----- Provided data

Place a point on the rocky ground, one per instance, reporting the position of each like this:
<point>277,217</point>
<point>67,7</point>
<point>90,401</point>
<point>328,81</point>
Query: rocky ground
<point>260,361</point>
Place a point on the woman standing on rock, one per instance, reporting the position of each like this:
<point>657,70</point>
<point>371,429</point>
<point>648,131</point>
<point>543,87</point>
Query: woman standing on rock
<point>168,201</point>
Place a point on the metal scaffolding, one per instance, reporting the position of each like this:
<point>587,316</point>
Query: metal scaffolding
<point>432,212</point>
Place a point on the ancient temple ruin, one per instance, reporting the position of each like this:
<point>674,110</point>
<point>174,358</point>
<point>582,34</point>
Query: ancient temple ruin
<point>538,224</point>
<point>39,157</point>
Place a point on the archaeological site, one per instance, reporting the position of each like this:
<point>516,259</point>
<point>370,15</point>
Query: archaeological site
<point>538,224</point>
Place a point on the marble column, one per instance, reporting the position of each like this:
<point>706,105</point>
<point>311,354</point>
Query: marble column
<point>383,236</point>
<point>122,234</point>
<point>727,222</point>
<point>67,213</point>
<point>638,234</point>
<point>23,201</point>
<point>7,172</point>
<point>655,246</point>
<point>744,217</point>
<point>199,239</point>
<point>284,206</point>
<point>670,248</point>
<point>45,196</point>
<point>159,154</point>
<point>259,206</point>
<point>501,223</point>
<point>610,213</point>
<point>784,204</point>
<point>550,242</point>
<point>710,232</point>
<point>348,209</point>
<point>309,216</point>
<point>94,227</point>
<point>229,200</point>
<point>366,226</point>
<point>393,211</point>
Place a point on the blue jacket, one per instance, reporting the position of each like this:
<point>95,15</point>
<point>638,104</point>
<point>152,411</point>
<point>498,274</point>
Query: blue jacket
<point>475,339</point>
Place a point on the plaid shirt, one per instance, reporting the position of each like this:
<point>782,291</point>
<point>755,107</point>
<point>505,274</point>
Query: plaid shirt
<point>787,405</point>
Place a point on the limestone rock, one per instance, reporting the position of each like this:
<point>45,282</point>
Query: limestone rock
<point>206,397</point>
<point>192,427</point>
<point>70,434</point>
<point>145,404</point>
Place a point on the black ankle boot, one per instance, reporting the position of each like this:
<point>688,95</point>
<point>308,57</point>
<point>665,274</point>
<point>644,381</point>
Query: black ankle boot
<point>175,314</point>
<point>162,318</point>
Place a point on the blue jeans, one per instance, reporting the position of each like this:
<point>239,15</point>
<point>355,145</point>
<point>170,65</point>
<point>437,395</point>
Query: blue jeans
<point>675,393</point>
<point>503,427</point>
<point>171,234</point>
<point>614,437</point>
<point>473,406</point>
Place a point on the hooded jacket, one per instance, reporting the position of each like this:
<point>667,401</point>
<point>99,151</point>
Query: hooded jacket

----------

▸ Work to be completed
Throughout the material above, find each line with "position" and return it.

▸ Solved problem
Place a point on the rocky ground, one per instance, reporting the position of each like this:
Place a point on the woman standing on rock, one per instance, reporting the position of each like this:
Place a point on the metal scaffolding, one per instance, reporting the position of each like this:
Place a point on the ancient temple ruin, one per instance, reporting the position of each like this:
Place a point on the archaeological site, one per instance, reporting the position of each like this:
Place a point on the marble column, one per instance, reporting the position of each like this:
Place a point on the blue jacket, one per instance, reporting the position of each like this:
Place a point on the plaid shirt, one per instance, reporting the position of each like this:
Place a point on the limestone rock, one per instance, reporting the position of each like this:
Place a point on the black ankle boot, one per instance, reporting the position of each like this:
Place a point on the blue jeans, one per instance, reporting the position of each like this:
Place a point on the hooded jacket, one per instance, reporting the position of each like this:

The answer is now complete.